BEGIN
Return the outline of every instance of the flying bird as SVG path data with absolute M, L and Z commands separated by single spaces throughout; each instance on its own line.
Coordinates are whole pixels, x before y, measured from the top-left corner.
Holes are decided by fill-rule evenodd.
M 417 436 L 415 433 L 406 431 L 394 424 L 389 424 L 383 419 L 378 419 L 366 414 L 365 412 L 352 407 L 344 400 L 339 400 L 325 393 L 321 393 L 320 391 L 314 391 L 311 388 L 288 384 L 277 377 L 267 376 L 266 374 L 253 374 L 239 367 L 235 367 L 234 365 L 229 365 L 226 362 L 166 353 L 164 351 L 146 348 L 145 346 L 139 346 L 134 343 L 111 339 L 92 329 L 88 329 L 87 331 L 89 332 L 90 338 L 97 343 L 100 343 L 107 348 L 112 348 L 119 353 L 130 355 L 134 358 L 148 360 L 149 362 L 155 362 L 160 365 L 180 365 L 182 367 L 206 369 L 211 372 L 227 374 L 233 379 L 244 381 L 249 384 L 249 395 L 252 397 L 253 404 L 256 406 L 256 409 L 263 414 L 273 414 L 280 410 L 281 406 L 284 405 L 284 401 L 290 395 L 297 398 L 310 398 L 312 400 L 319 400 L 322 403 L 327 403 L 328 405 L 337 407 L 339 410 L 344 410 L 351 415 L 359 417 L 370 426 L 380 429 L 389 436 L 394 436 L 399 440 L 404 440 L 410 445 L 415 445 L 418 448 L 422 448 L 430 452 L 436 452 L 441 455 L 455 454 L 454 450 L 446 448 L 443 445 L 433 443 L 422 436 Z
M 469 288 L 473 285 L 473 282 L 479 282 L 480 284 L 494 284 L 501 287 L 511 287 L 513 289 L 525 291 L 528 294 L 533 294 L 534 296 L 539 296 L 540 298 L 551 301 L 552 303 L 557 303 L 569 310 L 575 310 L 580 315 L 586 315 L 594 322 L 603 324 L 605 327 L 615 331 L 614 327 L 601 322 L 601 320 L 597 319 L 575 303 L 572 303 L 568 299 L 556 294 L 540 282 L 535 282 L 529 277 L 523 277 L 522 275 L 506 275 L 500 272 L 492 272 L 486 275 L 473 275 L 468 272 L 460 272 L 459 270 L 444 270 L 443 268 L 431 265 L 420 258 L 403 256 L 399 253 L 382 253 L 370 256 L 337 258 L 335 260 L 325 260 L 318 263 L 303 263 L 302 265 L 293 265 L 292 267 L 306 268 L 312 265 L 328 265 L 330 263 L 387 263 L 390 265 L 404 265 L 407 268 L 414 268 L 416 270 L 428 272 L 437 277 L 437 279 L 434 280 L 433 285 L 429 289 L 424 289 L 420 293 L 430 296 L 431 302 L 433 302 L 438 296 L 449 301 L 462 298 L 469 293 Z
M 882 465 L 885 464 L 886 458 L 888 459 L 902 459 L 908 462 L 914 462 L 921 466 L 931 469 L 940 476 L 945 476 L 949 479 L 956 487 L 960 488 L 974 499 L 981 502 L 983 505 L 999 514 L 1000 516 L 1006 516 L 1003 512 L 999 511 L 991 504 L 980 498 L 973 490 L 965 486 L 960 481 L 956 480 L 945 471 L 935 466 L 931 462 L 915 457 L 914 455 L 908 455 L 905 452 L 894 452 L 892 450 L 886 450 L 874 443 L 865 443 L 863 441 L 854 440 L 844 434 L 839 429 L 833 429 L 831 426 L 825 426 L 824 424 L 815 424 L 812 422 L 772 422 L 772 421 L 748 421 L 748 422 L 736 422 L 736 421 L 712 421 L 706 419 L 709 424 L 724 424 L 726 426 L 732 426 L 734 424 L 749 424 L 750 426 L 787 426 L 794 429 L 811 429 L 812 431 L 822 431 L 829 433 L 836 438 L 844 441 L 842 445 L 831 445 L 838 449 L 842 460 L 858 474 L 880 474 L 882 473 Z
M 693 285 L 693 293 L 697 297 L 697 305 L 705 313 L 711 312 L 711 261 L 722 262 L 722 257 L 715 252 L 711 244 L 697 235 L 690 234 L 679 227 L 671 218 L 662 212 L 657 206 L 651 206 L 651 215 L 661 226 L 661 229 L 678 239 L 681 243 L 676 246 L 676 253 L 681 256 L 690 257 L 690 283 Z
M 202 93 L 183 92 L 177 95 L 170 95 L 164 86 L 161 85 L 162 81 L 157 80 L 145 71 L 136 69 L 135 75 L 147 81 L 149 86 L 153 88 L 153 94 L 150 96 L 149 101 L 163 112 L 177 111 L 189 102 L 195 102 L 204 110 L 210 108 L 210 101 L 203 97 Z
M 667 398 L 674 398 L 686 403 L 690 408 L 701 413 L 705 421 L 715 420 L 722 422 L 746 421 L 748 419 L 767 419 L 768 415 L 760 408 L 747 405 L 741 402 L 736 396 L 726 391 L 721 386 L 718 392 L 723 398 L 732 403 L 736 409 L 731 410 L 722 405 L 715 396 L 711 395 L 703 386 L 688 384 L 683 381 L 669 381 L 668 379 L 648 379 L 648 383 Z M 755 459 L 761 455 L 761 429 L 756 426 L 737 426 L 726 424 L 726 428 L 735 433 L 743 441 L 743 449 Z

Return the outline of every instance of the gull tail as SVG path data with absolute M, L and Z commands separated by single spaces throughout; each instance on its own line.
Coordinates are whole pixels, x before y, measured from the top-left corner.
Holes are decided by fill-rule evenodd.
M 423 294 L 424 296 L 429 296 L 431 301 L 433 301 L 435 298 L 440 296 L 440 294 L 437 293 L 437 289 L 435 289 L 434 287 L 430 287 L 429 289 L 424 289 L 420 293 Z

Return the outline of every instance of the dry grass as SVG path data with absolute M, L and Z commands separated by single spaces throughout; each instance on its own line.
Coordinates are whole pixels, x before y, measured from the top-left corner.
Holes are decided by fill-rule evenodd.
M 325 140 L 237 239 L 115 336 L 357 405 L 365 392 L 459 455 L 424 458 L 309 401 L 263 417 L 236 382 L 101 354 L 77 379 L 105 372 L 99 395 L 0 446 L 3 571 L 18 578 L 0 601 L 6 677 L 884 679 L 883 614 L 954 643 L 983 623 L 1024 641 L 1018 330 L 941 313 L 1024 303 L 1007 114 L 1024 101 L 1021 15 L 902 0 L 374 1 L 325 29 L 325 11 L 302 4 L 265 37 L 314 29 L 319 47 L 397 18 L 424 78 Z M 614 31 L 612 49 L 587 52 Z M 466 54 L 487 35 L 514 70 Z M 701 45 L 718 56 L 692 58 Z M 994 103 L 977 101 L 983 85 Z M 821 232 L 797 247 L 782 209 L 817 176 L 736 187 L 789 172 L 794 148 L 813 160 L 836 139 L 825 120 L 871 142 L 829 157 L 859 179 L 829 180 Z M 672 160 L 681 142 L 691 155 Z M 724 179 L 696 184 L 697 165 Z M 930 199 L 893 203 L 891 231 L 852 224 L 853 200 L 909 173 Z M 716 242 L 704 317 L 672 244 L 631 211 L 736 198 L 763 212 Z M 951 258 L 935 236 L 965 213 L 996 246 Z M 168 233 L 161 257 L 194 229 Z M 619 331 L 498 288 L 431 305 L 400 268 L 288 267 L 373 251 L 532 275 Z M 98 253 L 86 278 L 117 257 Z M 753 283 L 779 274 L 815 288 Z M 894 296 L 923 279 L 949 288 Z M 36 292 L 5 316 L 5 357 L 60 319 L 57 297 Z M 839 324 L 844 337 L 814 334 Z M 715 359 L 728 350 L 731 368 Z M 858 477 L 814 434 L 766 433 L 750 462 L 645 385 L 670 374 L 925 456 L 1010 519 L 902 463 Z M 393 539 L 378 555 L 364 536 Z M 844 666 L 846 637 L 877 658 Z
END
# [What the task asks]
Pull every line containing "throughout" out of the records.

# [Task solution]
Return the outline of every instance of the flying bird as SVG path data with absolute M, L and Z commands separated by single spaces throughout; each instance on its own line.
Return the outline of every instance of the gull tail as SVG path data with absolute M, L and Z commands separated by single spaces throughout; each instance on its own line.
Return the outline of every instance of the dry grass as SVG path data with absolute M, L and Z commands separated by single spaces throughout; each instance on its own line.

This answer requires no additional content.